**Gegeven opdracht**: Zoek in de gegevens hieronder elke regel waarin het woord "white" staat, en schrijf die regels over.

**Fragmenten uit dataset**:
-------------------------

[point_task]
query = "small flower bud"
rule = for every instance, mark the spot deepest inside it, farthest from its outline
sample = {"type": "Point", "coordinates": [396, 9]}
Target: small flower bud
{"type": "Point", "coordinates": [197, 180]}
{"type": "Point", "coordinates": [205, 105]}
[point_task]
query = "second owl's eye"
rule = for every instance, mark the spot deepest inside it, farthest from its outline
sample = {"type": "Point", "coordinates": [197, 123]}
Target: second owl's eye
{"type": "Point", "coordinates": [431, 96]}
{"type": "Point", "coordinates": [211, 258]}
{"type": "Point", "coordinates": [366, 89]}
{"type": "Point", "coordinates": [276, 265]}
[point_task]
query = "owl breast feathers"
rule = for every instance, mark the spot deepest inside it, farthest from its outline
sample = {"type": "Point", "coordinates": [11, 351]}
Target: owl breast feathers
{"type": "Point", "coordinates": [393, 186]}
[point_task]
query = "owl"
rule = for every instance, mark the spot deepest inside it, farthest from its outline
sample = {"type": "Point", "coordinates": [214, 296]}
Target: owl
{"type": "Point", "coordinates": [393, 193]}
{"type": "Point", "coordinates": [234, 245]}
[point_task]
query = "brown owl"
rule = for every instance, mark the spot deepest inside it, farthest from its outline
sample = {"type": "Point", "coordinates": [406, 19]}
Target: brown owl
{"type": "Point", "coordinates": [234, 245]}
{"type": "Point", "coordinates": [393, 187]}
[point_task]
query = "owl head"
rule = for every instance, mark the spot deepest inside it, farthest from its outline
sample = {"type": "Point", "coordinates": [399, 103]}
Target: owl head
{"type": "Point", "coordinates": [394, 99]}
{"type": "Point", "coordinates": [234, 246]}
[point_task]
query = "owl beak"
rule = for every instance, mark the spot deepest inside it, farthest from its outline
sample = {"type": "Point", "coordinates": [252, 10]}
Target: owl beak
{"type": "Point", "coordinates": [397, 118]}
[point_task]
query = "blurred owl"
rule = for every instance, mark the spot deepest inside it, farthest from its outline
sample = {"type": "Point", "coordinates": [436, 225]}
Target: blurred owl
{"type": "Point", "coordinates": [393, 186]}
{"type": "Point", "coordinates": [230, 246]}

-------------------------

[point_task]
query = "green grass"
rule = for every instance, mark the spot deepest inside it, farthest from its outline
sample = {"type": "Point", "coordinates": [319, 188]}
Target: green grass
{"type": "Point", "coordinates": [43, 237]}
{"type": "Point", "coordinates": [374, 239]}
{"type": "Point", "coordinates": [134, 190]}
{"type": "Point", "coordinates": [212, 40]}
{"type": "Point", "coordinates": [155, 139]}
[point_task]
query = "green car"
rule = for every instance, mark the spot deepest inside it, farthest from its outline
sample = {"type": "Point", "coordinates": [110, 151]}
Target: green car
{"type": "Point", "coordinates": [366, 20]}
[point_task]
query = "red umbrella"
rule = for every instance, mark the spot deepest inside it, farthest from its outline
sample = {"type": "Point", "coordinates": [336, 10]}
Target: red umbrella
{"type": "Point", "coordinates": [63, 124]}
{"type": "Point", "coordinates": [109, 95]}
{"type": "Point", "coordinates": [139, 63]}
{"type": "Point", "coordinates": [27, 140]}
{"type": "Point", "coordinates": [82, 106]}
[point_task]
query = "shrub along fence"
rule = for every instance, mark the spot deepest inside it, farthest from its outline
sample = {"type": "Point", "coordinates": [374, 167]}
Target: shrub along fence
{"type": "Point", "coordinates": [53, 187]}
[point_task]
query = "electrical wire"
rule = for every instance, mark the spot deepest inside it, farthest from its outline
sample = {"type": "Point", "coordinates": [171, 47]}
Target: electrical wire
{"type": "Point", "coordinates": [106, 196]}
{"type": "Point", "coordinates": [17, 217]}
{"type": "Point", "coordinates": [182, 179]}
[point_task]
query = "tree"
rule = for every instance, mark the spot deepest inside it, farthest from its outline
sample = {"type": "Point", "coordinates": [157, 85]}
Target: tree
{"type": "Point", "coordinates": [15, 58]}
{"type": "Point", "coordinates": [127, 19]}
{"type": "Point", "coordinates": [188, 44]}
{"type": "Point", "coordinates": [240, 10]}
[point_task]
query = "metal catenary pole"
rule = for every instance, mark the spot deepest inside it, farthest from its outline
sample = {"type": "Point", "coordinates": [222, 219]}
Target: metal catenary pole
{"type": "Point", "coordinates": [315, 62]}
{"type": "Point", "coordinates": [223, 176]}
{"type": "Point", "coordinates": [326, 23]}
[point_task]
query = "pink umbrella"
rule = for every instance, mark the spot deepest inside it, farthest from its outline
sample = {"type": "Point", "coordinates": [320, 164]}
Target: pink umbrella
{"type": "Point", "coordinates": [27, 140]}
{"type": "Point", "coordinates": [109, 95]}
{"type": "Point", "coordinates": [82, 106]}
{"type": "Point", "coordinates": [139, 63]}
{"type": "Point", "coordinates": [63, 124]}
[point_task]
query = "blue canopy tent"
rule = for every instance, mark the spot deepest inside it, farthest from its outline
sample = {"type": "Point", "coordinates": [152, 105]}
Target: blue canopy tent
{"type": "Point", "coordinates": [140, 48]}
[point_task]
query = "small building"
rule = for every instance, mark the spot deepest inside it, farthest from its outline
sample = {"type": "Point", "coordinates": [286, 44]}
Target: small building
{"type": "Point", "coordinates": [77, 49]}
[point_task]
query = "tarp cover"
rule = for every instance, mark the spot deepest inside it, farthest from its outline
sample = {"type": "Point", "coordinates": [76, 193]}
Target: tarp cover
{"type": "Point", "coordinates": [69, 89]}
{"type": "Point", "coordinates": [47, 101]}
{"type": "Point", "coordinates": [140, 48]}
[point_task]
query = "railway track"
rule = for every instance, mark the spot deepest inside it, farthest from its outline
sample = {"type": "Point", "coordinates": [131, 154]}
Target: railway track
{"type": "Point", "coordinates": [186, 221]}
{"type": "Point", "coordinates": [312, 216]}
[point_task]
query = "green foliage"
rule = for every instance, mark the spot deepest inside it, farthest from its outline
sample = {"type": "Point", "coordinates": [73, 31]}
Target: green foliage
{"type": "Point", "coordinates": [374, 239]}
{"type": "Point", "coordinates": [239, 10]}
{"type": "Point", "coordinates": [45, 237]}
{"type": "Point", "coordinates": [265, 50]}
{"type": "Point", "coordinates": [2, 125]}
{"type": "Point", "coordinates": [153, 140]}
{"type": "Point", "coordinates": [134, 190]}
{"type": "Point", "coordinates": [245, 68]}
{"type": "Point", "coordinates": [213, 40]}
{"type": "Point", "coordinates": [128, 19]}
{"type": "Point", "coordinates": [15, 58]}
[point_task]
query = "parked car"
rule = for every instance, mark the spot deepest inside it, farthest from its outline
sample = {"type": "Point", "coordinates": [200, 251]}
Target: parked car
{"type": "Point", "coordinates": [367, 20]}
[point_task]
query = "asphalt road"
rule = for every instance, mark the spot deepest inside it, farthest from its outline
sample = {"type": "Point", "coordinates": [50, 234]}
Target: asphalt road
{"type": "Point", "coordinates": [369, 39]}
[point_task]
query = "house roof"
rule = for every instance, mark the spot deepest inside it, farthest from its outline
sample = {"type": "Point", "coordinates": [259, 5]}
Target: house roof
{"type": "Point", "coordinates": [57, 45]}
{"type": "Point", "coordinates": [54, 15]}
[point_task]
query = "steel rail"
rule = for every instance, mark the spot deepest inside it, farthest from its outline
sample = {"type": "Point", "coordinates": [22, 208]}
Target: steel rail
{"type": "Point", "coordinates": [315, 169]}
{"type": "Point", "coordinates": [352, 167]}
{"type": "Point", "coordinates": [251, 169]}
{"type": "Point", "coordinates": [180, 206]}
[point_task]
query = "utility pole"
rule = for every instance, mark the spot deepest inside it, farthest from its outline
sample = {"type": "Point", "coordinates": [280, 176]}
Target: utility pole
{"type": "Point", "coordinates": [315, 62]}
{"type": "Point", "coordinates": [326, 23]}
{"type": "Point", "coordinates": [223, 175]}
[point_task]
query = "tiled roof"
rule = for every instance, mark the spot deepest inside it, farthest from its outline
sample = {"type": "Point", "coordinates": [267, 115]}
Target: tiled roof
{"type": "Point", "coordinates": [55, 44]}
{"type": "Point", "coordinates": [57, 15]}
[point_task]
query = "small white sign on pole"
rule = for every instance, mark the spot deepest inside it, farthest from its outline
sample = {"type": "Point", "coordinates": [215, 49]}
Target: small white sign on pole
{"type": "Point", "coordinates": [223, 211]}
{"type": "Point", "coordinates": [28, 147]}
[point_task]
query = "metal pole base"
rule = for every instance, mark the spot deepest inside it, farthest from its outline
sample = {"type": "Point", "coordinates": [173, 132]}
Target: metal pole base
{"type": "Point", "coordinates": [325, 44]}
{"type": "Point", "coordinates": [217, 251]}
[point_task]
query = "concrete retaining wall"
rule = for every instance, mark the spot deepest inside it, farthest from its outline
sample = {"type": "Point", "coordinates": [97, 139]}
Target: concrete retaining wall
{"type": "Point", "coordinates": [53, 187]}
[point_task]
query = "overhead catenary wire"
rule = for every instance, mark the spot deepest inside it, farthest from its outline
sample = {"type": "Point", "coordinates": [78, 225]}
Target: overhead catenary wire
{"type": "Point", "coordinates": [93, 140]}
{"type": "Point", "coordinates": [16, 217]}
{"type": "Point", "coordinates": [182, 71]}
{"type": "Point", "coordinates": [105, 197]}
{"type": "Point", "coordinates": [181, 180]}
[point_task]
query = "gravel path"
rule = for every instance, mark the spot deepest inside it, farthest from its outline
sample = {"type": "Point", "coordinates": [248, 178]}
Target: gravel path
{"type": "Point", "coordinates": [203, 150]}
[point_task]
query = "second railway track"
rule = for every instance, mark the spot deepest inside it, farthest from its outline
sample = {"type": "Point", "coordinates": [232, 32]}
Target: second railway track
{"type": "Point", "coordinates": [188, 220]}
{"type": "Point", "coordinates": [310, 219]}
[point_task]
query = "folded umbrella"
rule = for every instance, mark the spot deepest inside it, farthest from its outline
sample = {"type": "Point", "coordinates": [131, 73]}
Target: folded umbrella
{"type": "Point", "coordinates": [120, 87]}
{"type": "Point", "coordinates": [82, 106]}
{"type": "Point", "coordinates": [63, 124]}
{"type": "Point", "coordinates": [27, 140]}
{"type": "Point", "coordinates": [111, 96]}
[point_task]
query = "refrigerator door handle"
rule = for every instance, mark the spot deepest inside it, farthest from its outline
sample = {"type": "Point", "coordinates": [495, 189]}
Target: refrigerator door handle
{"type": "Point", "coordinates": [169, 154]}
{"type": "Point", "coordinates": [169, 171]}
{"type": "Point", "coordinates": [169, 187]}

-------------------------

**Uitgewerkte opdracht**:
query = "small white sign on pole"
Target: small white sign on pole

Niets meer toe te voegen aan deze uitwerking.